[[ Information supplied open ]]
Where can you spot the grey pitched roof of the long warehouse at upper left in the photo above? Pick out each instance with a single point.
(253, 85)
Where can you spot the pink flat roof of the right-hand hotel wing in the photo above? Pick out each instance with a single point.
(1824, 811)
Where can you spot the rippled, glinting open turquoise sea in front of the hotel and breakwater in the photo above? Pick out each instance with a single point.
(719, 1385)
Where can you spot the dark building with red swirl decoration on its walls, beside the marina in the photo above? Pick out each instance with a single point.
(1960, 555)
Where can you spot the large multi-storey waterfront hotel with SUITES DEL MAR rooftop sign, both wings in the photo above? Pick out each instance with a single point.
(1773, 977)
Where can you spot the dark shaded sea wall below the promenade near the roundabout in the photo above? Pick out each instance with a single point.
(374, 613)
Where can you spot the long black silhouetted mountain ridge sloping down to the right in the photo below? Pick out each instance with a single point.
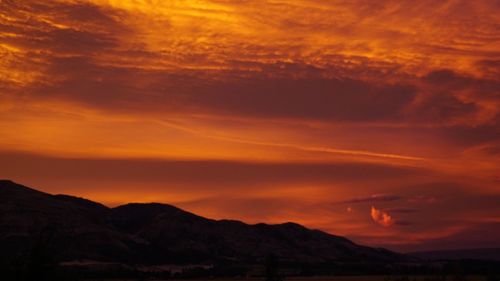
(79, 229)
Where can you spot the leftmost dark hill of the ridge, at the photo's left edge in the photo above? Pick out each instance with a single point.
(74, 228)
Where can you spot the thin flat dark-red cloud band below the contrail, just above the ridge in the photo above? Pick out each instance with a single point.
(199, 173)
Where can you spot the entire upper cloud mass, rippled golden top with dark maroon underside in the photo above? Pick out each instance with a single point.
(90, 56)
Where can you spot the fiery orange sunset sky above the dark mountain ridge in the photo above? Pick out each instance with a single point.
(374, 120)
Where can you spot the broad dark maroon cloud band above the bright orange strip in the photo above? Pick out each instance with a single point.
(83, 80)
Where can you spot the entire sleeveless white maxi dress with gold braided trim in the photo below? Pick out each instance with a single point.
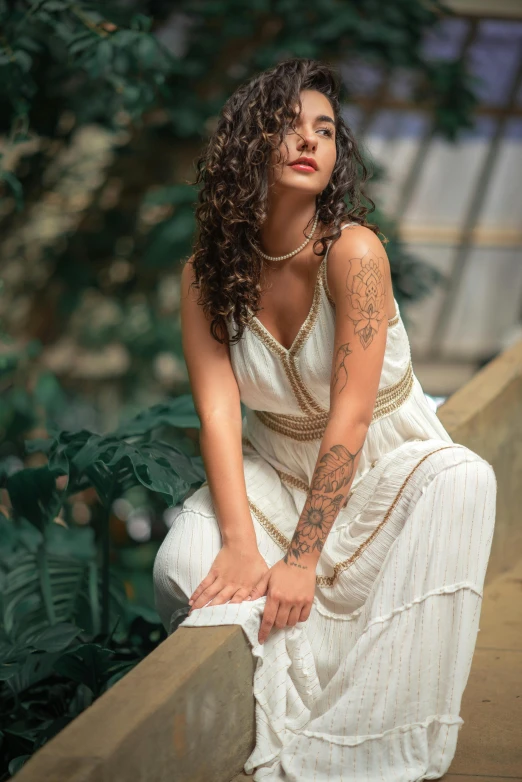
(369, 688)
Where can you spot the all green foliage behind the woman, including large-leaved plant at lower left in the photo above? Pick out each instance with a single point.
(103, 110)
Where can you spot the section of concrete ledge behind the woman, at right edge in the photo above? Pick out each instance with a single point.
(486, 416)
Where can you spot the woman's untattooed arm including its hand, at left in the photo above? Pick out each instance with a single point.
(238, 565)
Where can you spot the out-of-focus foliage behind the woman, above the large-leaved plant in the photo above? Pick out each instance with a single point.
(103, 109)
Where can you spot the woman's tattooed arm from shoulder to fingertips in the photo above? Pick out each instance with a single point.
(360, 285)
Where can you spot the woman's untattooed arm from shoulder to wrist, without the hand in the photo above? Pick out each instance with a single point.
(216, 398)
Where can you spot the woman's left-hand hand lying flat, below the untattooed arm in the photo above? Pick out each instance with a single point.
(234, 572)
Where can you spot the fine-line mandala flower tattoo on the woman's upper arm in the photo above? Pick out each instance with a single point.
(367, 294)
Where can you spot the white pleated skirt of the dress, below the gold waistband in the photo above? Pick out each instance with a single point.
(369, 687)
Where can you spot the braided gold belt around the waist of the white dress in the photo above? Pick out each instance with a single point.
(312, 427)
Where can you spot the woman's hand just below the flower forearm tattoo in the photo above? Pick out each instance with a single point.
(290, 592)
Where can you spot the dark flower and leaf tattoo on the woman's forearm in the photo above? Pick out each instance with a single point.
(333, 473)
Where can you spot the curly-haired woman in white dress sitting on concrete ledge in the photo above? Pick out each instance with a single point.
(340, 526)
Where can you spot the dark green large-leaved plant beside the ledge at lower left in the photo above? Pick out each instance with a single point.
(68, 631)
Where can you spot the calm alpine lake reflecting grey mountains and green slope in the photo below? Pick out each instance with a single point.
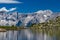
(31, 34)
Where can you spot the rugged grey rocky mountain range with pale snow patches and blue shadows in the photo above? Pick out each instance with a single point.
(19, 19)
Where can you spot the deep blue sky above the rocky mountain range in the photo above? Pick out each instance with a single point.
(29, 6)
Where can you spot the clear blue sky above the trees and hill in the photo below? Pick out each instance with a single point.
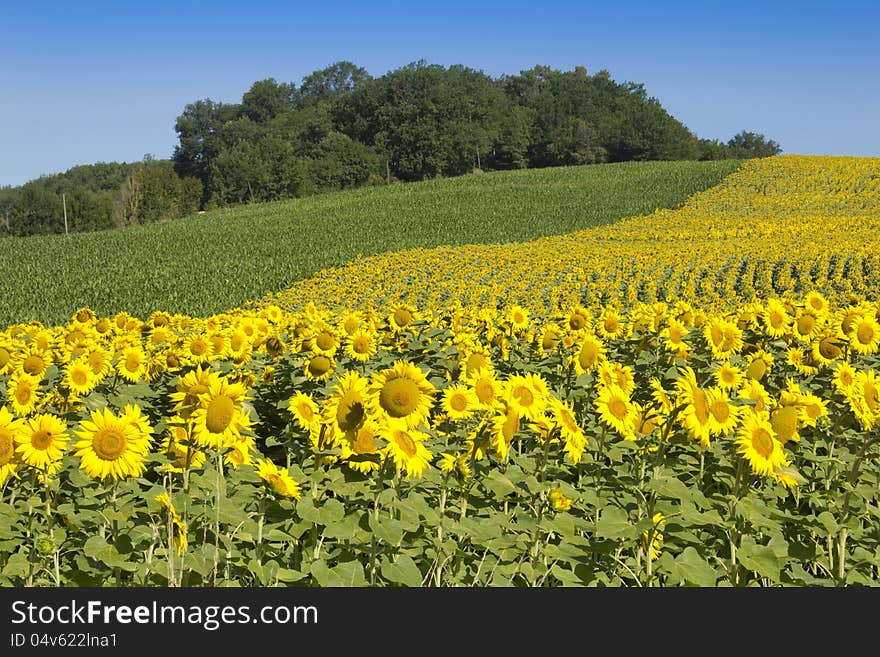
(90, 81)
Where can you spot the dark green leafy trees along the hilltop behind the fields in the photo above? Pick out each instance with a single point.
(342, 128)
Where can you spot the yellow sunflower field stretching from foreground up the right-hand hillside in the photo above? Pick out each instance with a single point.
(685, 398)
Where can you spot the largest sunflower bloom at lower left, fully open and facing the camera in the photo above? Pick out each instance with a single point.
(110, 446)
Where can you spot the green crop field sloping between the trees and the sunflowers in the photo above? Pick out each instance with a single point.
(215, 261)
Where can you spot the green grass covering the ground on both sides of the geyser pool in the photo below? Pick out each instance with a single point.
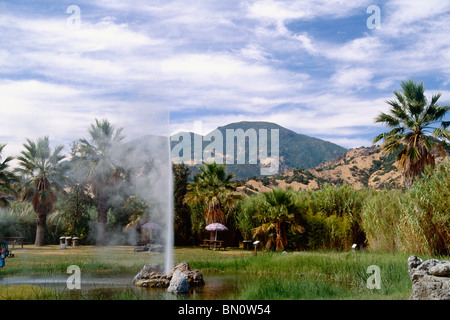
(303, 275)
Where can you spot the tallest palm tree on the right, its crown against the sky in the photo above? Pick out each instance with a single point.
(417, 129)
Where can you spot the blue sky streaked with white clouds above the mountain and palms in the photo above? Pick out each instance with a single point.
(157, 67)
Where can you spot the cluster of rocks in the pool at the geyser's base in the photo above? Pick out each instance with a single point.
(153, 276)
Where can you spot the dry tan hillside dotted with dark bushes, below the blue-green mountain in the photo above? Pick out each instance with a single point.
(361, 167)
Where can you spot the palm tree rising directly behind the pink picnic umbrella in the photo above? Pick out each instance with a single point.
(215, 188)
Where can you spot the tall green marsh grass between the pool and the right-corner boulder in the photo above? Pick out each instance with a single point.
(328, 275)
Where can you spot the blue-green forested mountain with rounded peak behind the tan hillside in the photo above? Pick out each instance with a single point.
(295, 150)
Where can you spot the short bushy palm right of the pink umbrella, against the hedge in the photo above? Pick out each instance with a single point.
(277, 217)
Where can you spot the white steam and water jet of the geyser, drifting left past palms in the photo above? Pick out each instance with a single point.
(142, 172)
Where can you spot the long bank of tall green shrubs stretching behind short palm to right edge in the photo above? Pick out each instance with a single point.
(416, 220)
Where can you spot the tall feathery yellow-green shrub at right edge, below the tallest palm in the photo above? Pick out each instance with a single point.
(416, 220)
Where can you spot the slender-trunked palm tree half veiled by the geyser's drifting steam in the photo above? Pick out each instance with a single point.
(97, 162)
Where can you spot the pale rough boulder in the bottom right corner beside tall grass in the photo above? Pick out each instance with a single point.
(430, 278)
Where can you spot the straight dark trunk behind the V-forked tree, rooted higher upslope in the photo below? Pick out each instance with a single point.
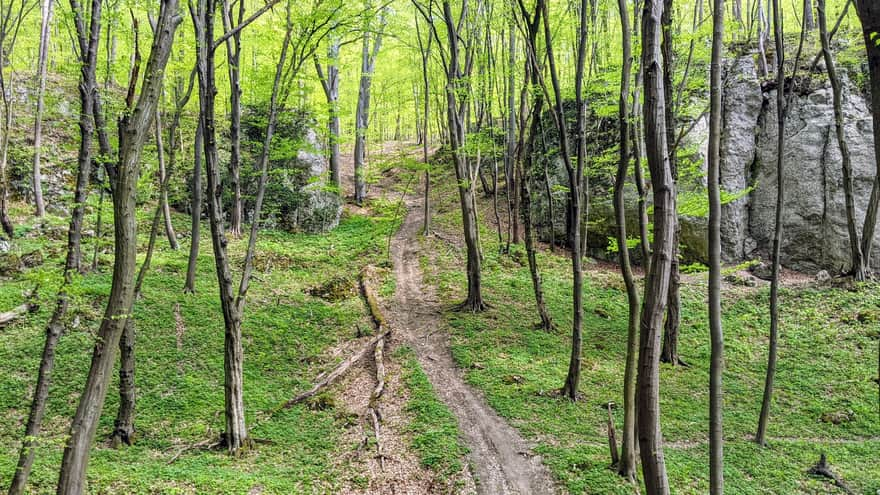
(233, 54)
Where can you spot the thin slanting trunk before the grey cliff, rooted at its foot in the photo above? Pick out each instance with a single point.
(856, 259)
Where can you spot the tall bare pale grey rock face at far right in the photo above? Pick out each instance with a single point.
(814, 224)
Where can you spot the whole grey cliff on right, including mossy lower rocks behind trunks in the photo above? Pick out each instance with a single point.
(814, 231)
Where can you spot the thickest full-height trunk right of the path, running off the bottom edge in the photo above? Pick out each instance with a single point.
(657, 284)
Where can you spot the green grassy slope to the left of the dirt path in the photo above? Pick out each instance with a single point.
(180, 392)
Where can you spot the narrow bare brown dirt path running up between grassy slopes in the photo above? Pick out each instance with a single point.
(502, 460)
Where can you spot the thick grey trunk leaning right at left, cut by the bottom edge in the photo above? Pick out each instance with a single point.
(134, 128)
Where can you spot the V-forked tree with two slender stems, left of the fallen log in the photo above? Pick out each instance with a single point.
(313, 28)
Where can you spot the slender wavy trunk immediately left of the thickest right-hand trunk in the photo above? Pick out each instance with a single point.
(627, 465)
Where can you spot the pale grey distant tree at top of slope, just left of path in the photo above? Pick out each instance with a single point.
(372, 42)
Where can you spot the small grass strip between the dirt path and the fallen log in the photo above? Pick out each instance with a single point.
(434, 429)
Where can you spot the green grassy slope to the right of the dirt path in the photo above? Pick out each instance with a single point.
(827, 360)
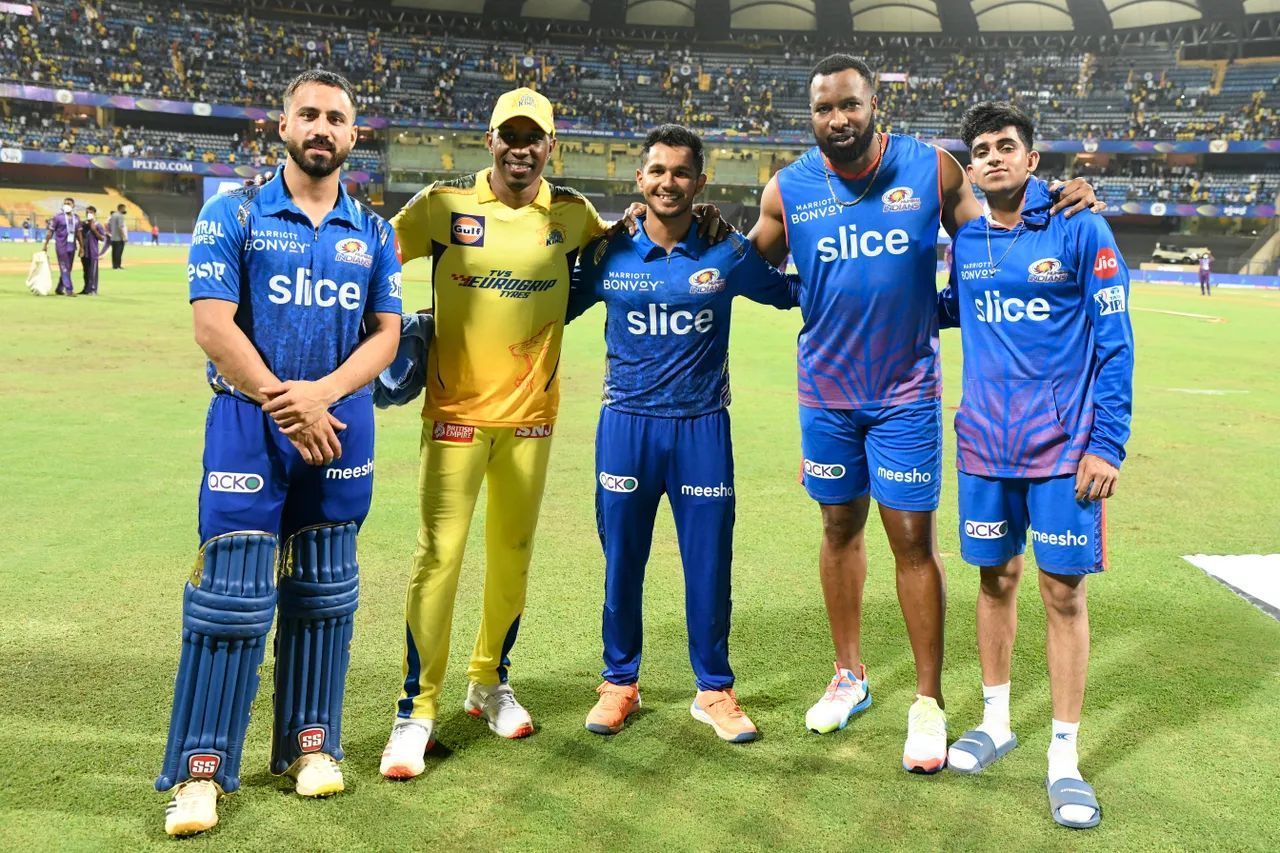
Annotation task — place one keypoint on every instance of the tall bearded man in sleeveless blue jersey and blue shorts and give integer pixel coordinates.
(861, 216)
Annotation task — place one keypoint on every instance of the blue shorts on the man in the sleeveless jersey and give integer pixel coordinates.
(895, 453)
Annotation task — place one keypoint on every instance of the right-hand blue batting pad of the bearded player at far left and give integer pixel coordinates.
(319, 587)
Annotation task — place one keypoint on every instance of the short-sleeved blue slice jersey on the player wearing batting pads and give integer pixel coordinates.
(301, 293)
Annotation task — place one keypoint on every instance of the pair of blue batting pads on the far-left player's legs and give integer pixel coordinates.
(227, 614)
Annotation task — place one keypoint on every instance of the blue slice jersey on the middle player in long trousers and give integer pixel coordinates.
(666, 329)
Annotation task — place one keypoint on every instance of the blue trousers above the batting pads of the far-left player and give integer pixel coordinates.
(255, 480)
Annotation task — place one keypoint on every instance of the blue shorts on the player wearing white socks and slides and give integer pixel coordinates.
(1069, 536)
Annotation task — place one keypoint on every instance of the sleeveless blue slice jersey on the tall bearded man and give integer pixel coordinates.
(868, 272)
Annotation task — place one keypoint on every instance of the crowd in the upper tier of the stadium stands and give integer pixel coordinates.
[[ Information supplied closed ]]
- [What you should do]
Using the records above, please retype only the run of lines from the line holding "man and give integer pixel coordinates." through the last line, both ends included.

- [Solution for this problem]
Annotation task — place one keypoint on every instance of the sleeveless blue slice jersey on the tall bearded man and give integer pixel coordinates.
(868, 272)
Annotation task — place one keypoint on every instance of the crowd in the upper tier of the stadium stands and give integer pixel coordinates.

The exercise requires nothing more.